§ Task to complete
Can you quote the poem below word for word, starting at "A sensibility refined" and stopping after "hearts their homes."?

=== Text for analysis ===

I think that I shall never read
A tree of any shape or breed -
For all its xylem and its phloem -
As fascinating as a poem.
Trees must make themselves and so
They tend to seem a little slow
To those accustomed to the pace
Of poems that speed through time and space
As fast as thought. We shouldn't blame
The trees, of course: we'd be the same
If we had roots instead of brains.
While trees just grow, a poem explains,
By precept and example, how
Leaves develop on the bough
And new ideas in the mind.
A sensibility refined
By reading many poems will be
More able to admire a tree
Than lumberjacks and nesting birds
Who lack a poet's way with words
And tend to look at any tree
In terms of its utility.
And so before we give our praise
To pines and oaks and laurels and bays,
We ought to celebrate the poems
That made our human hearts their homes.

=== Material provided ===

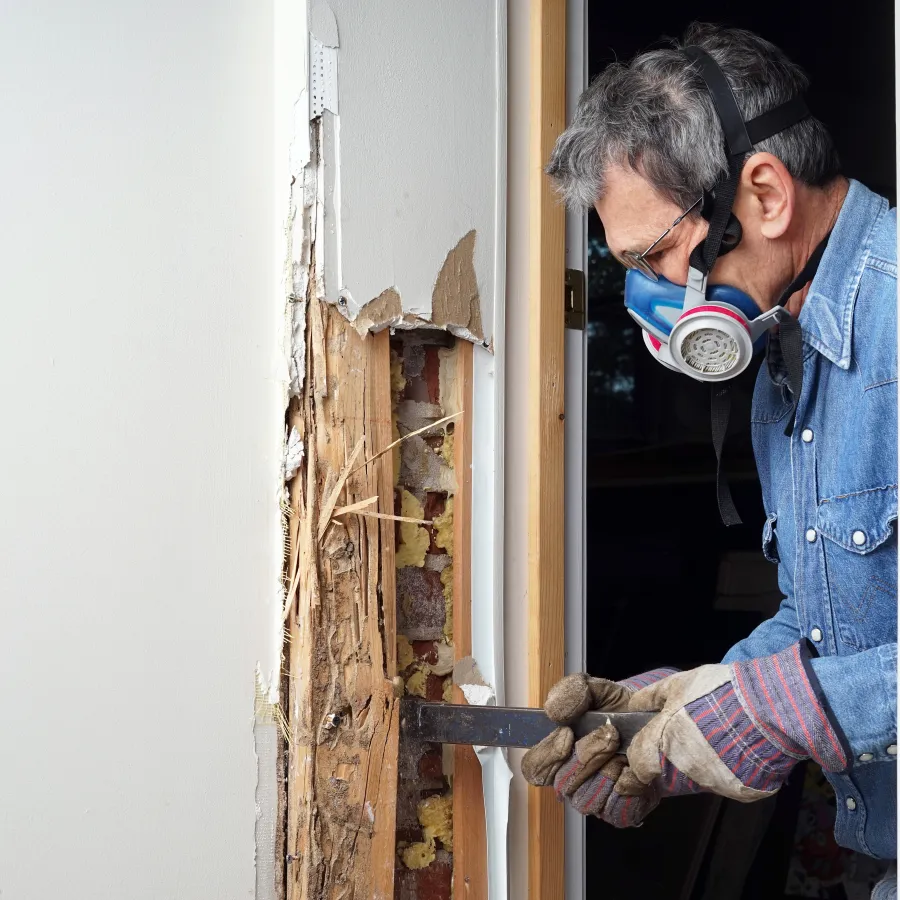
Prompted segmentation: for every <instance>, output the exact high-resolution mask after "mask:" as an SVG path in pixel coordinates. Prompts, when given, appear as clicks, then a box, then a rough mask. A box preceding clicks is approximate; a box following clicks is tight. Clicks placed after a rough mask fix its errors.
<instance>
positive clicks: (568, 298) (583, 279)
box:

===

§ Exercise answer
A sensibility refined
By reading many poems will be
More able to admire a tree
Than lumberjacks and nesting birds
Who lack a poet's way with words
And tend to look at any tree
In terms of its utility.
And so before we give our praise
To pines and oaks and laurels and bays,
We ought to celebrate the poems
That made our human hearts their homes.